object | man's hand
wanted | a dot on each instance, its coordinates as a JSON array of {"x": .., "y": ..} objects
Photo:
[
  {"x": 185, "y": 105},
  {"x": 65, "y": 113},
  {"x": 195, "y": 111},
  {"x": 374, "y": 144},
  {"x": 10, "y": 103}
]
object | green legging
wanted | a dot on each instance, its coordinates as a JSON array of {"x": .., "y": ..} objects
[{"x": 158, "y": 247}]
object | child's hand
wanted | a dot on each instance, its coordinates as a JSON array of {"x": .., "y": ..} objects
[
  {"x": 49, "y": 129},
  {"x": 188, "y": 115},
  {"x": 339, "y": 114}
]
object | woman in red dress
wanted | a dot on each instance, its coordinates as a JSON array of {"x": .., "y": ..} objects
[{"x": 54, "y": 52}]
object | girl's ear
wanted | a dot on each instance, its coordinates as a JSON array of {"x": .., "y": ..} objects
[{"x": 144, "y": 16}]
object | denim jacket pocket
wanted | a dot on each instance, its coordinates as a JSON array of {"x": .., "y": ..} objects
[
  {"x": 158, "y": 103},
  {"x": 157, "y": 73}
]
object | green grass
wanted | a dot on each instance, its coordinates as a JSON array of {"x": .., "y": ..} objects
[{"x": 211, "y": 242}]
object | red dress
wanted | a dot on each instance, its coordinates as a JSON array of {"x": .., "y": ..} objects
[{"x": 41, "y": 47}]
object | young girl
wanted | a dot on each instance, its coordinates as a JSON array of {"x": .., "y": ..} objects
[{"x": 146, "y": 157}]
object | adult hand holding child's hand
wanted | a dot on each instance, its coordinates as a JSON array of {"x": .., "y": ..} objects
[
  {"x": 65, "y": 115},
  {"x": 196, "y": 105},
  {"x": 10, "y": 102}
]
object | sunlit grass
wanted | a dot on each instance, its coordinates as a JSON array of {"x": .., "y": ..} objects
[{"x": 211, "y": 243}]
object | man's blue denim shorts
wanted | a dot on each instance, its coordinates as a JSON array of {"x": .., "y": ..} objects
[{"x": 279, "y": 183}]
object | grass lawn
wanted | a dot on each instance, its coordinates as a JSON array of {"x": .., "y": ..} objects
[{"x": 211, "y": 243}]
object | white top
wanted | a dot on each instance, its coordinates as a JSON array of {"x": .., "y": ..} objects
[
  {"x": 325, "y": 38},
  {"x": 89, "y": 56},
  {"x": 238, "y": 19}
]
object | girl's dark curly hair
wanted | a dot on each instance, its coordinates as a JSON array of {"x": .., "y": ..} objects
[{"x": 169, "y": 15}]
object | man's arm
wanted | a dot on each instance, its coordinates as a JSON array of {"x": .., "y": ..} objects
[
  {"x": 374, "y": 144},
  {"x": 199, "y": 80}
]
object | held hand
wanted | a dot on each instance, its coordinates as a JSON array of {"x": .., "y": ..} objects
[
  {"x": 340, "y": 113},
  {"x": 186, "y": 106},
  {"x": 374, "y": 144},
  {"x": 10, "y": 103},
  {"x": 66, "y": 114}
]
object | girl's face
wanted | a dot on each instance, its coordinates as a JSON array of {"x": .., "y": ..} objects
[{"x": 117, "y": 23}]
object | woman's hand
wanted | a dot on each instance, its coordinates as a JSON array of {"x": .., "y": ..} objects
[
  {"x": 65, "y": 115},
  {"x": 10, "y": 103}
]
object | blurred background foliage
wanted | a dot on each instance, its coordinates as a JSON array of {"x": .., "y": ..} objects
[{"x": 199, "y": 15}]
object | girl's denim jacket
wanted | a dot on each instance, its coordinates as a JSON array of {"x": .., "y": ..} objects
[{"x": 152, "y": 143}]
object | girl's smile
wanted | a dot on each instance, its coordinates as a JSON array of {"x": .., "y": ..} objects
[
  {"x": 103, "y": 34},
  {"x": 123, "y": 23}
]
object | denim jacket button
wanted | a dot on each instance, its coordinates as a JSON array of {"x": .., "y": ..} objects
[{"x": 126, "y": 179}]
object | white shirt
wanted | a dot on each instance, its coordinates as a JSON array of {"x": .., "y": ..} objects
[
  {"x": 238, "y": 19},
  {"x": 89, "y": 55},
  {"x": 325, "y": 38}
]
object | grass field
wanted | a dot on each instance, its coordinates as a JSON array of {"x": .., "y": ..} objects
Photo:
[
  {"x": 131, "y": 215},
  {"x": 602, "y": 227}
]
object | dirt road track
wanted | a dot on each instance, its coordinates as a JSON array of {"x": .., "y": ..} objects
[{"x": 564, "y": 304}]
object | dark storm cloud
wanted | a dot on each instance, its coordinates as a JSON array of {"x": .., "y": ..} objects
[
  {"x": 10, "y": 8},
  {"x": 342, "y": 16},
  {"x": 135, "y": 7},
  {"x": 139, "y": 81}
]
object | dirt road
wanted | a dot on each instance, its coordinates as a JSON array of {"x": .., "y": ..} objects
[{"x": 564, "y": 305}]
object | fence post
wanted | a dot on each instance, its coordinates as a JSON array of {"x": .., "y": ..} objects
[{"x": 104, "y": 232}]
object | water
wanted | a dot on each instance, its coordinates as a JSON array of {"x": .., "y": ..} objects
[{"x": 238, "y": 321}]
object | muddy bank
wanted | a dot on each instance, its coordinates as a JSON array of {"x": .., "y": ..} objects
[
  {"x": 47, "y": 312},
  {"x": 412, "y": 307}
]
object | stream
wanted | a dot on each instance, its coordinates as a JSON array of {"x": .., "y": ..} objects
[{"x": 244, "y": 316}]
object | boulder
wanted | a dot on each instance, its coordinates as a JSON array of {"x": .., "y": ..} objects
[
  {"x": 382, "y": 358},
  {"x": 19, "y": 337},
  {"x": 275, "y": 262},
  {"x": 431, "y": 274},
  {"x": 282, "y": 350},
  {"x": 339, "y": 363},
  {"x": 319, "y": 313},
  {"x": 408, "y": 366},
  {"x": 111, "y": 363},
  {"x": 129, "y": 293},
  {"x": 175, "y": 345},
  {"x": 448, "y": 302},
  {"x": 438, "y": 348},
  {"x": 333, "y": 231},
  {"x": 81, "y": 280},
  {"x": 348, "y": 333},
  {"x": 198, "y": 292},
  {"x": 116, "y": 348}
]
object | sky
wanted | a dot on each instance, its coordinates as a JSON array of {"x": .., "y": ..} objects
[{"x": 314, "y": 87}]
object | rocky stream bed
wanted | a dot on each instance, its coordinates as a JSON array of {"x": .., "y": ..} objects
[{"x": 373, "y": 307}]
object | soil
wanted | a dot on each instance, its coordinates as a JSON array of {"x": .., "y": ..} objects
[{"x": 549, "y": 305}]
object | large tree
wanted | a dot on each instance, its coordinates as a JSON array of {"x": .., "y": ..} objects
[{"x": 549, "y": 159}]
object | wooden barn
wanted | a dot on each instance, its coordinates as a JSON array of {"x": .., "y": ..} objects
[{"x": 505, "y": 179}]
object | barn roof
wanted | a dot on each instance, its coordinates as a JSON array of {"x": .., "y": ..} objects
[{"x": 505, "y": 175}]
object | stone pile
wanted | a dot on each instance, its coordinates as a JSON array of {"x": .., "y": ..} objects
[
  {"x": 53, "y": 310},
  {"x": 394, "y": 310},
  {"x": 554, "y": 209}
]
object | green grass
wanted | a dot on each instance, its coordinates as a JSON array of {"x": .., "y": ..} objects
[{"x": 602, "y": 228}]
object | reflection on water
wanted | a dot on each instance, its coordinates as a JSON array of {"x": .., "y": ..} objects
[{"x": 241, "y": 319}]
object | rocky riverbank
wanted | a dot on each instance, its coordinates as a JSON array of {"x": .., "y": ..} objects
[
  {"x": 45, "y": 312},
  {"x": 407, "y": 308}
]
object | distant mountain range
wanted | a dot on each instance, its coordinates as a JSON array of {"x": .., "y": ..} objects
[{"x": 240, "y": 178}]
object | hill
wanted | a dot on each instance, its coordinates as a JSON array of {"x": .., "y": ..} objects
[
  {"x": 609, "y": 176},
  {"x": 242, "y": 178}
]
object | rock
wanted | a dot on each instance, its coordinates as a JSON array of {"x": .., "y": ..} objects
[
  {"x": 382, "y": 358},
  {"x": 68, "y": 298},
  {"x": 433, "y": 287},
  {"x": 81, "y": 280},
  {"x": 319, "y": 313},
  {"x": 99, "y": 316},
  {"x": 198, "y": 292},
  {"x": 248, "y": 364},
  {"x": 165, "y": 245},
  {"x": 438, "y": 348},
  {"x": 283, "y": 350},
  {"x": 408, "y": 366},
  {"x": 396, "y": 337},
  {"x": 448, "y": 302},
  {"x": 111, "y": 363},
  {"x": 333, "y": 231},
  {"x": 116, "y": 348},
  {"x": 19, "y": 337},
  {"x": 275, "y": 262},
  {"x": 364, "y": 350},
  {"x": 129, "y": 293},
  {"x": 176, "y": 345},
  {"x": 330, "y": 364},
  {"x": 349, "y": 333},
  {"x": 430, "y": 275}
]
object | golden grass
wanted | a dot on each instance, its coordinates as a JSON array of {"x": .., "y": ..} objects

* Exercise directions *
Quote every line from the line containing "object | reflection on water" through the closing line of the listing, including both.

* Correct response *
object | reflection on water
wanted | a dot on each instance, its coordinates as a JSON array of {"x": .., "y": ..} objects
[{"x": 241, "y": 319}]
object | rocky riverbank
wanted | a dot on each instance, its coordinates as a JSON array of {"x": .., "y": ..} objects
[
  {"x": 45, "y": 312},
  {"x": 407, "y": 308}
]
object | distant mountain range
wanted | a dot on each instance, its coordinates as a JSON array of {"x": .., "y": ..} objects
[{"x": 240, "y": 178}]
object | hill
wanted | a dot on each instance, its coordinates as a JSON array of {"x": .., "y": ..} objects
[
  {"x": 609, "y": 176},
  {"x": 242, "y": 178}
]
object | rock
wanted | a dot on each instance, its coordinates as a JSON array of {"x": .., "y": ..} objects
[
  {"x": 382, "y": 358},
  {"x": 68, "y": 298},
  {"x": 433, "y": 287},
  {"x": 81, "y": 280},
  {"x": 319, "y": 313},
  {"x": 99, "y": 316},
  {"x": 198, "y": 292},
  {"x": 248, "y": 364},
  {"x": 165, "y": 245},
  {"x": 438, "y": 348},
  {"x": 283, "y": 350},
  {"x": 408, "y": 366},
  {"x": 396, "y": 337},
  {"x": 448, "y": 302},
  {"x": 111, "y": 363},
  {"x": 333, "y": 231},
  {"x": 116, "y": 348},
  {"x": 19, "y": 337},
  {"x": 275, "y": 262},
  {"x": 364, "y": 350},
  {"x": 129, "y": 293},
  {"x": 176, "y": 345},
  {"x": 330, "y": 364},
  {"x": 349, "y": 333},
  {"x": 430, "y": 275}
]
object | golden grass
wanted | a dot on each instance, its coordinates as a JSON array of {"x": .., "y": ..} objects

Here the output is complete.